[Dataset rows on where objects appear]
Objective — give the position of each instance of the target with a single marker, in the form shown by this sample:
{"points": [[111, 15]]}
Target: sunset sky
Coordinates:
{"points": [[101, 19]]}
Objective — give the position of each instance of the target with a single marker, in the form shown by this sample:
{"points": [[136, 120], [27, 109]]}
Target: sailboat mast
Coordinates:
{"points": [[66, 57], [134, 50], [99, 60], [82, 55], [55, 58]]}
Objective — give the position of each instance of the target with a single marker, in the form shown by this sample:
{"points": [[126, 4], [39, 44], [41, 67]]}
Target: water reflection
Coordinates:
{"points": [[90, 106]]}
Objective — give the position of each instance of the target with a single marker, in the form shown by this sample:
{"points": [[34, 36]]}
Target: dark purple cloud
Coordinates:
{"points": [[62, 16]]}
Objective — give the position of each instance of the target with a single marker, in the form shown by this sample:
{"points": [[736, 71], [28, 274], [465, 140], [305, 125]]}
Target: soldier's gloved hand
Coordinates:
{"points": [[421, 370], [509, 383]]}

PROBLEM TO WORK ON: Each line of the material should be duplicated exactly, please.

EXERCISE ANSWER:
Objective — give the position of each instance of the target with a single marker, in the form shown by this sample:
{"points": [[111, 15]]}
Target: sunset sky
Coordinates:
{"points": [[101, 19]]}
Objective — give the position of each instance of the target with a single marker, in the form shown by this sample:
{"points": [[136, 120], [27, 109]]}
Target: sailboat mast
Coordinates:
{"points": [[66, 57], [134, 50], [99, 60], [82, 55], [55, 58]]}
Objective — give the position of each instance of the target with a single marker, in the form shown by this sample:
{"points": [[126, 4], [39, 44], [41, 67]]}
Target: water reflection
Coordinates:
{"points": [[90, 106]]}
Objective — give the position of each instance of the target with a single marker, in the form shown by this sample:
{"points": [[34, 36]]}
Target: dark purple cloud
Coordinates:
{"points": [[62, 16]]}
Objective — give the position of each instance of the target with a single marker, in the form shown by this sample:
{"points": [[736, 71], [28, 274], [465, 140], [305, 125]]}
Target: soldier's gloved hand
Coordinates:
{"points": [[421, 370], [509, 383]]}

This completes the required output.